Natural language region descriptions
···

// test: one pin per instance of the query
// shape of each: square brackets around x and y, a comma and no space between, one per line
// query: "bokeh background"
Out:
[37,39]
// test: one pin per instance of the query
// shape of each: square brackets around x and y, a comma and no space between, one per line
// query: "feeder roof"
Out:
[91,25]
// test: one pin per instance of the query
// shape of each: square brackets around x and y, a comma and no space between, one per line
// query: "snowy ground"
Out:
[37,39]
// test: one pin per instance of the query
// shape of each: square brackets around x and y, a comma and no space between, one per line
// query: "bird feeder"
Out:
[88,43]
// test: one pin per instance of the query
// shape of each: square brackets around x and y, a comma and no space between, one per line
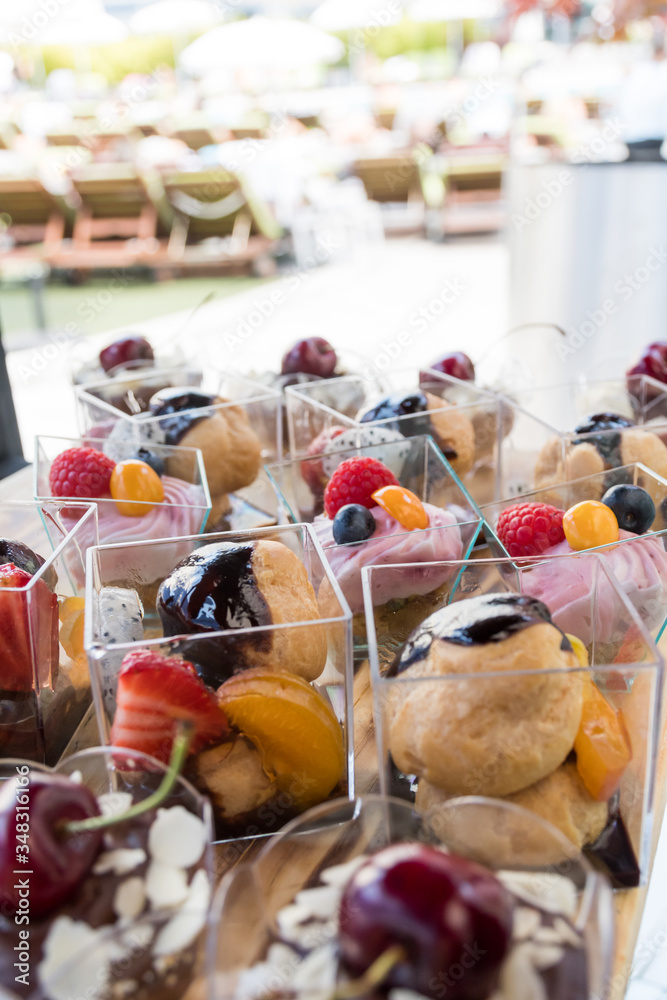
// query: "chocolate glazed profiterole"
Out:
[239,585]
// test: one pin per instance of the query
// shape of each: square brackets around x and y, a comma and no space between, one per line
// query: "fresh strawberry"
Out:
[528,529]
[311,471]
[354,481]
[81,472]
[154,693]
[28,631]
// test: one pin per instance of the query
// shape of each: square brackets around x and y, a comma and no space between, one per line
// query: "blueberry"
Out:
[150,458]
[186,405]
[633,507]
[608,443]
[400,404]
[353,523]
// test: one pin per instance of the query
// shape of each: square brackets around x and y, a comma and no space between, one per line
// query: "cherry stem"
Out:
[179,752]
[374,975]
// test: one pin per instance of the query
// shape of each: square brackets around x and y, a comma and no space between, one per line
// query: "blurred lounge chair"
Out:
[472,198]
[219,222]
[123,220]
[395,183]
[34,218]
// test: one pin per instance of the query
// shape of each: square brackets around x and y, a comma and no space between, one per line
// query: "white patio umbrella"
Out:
[454,10]
[261,42]
[344,15]
[173,17]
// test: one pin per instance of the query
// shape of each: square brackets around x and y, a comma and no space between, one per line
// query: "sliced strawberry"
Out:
[28,631]
[154,693]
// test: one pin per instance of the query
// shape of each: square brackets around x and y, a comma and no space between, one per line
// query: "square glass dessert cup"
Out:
[276,928]
[183,511]
[597,425]
[418,464]
[276,667]
[134,921]
[235,422]
[638,561]
[470,425]
[490,696]
[45,688]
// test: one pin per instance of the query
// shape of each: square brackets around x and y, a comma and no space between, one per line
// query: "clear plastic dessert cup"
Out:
[275,925]
[473,427]
[184,510]
[638,562]
[454,520]
[137,924]
[45,690]
[597,425]
[235,422]
[514,714]
[282,676]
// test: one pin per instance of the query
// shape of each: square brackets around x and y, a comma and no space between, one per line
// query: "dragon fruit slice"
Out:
[121,620]
[393,457]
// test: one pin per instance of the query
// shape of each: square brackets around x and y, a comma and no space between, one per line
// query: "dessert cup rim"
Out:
[89,513]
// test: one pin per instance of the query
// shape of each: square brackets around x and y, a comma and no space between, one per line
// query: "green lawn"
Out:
[107,303]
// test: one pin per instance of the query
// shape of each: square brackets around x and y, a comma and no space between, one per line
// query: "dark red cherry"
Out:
[653,362]
[444,911]
[123,353]
[33,815]
[456,364]
[314,356]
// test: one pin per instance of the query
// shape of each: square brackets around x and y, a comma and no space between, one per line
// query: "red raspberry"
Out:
[354,481]
[81,472]
[528,529]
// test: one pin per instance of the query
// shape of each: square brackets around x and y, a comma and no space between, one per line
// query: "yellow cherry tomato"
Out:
[589,524]
[136,488]
[402,505]
[579,649]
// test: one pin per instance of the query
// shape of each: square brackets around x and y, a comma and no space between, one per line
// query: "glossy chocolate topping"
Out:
[473,622]
[182,407]
[212,590]
[608,443]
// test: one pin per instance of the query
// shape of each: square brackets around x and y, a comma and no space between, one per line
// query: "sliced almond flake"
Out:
[177,837]
[60,977]
[544,956]
[567,932]
[114,803]
[544,890]
[526,921]
[340,875]
[124,988]
[129,898]
[547,935]
[120,861]
[322,902]
[165,885]
[518,978]
[318,971]
[190,920]
[401,994]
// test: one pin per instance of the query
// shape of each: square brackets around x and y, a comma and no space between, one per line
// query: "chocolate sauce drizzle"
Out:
[474,622]
[215,589]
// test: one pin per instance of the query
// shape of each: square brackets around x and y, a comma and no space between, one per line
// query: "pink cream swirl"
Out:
[392,543]
[182,512]
[583,602]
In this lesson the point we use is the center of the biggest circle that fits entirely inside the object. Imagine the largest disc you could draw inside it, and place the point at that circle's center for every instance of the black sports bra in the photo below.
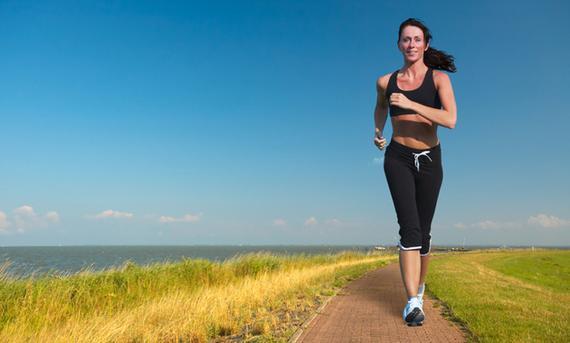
(425, 94)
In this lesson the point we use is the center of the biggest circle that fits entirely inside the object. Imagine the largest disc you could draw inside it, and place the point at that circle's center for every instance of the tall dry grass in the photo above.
(191, 301)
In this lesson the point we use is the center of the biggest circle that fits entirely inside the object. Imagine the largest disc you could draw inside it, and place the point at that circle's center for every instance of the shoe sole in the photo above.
(415, 317)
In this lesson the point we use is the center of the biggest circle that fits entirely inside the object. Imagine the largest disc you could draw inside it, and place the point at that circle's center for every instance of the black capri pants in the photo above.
(414, 177)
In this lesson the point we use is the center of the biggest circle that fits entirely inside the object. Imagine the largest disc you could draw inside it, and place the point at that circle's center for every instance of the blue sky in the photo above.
(251, 122)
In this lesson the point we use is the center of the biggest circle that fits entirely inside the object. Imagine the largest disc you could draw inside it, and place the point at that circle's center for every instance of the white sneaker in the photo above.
(413, 313)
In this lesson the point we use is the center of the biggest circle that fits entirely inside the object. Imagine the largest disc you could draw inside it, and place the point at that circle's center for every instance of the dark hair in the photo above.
(432, 57)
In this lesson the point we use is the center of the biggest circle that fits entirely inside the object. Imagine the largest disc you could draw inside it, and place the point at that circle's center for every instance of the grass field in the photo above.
(257, 296)
(505, 296)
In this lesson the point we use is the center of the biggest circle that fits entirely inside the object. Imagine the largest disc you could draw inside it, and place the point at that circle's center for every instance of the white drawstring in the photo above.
(416, 156)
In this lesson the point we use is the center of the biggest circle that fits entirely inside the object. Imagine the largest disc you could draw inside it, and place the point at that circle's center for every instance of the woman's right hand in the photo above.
(379, 140)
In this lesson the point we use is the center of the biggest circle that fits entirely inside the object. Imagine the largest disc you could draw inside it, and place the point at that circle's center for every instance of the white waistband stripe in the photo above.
(416, 156)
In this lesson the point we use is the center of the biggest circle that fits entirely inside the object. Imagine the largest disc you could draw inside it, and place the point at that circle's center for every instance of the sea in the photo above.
(35, 261)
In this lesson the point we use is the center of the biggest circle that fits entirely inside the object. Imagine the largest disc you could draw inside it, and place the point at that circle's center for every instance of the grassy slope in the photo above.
(255, 295)
(505, 296)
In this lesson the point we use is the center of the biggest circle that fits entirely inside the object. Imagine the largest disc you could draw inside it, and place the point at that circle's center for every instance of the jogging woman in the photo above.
(420, 98)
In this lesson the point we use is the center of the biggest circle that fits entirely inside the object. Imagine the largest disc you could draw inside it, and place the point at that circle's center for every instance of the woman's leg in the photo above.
(428, 184)
(401, 182)
(410, 271)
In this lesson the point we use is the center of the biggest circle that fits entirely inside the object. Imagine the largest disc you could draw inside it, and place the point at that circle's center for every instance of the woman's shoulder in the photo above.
(440, 77)
(382, 81)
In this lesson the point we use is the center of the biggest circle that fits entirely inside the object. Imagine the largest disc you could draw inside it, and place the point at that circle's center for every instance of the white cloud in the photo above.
(25, 217)
(113, 214)
(187, 218)
(4, 223)
(25, 211)
(334, 222)
(311, 221)
(548, 221)
(279, 222)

···

→ What this task involves:
Check each line of the entries above for the word "dessert". List the ones that have it.

→ Answer:
// query: "square glass dessert cup"
// query: "clear plastic dessert cup"
// query: "dessert cup rim"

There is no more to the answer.